## What you have to do
Copy out all the rows that follow, swapping "marker" for "dot" and changing nothing else. Leave the pictures out.

=-=-=-=-=

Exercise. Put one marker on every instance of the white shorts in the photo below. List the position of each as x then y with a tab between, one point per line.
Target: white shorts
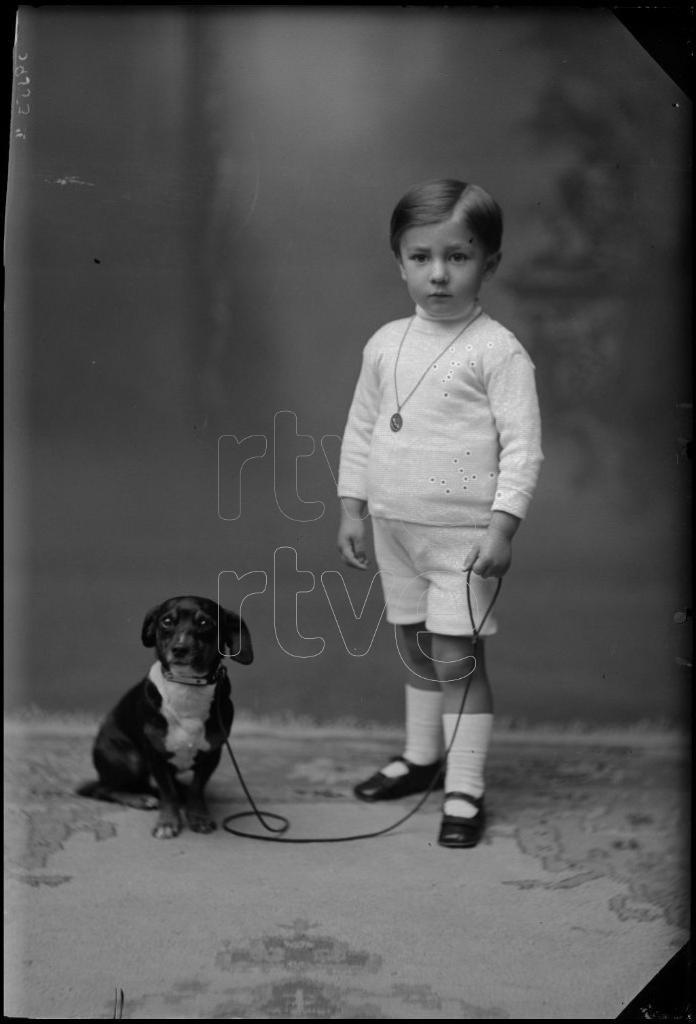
423	581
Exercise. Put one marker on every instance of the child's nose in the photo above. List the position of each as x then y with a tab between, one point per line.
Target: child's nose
438	270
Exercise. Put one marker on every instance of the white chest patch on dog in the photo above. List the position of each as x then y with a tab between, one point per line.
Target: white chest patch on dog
185	709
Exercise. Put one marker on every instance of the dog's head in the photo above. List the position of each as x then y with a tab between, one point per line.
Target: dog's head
194	633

=-=-=-=-=

## Task result
Exercise. Put one dot on every instance of the white shorts in the photo below. List the position of each as x then y with a tab between, one point per line.
Target: white shorts
423	581
Exercise. Put one dot on every instance of the child's nose in the photo above. List the position of each as x then y with a tab between, one point per line.
Target: child's nose
438	270
Exercise. Put one dot on every instance of the white chest patch on dog in the photo above. List the position of each as x then y with a tab between, one point per line.
Target: white chest patch on dog
185	709
Exercise. Put one dot on every instance of the dog's head in the photo above. List the position of each as x then y with a tab between, one point per line.
Target: dog's head
194	633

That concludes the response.